:: SET EXERCISE ::
Render every line of the material below as a Markdown table with the columns Row and Line. Number each row, and skip any blank lines.

:: DATA SUPPLIED ::
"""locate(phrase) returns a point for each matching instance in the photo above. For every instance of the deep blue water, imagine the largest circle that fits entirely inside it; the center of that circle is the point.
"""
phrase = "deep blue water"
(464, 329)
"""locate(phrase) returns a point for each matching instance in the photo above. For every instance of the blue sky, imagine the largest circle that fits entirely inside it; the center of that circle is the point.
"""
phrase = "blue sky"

:: THE ANSWER ::
| Row | Line |
|---|---|
| 1 | """locate(phrase) returns a point for each matching instance in the photo above. For every instance of the deep blue water, imagine the largest circle that fits entirely inside it; the center of that circle is the point. |
| 2 | """ |
| 3 | phrase = "deep blue water" |
| 4 | (464, 329) |
| 5 | """locate(phrase) returns a point for each matching instance in the photo above. For every instance of the blue sky, imagine the largest circle that fits entirely inside it; the center of that circle is the point. |
| 6 | """ |
| 7 | phrase = "blue sky" |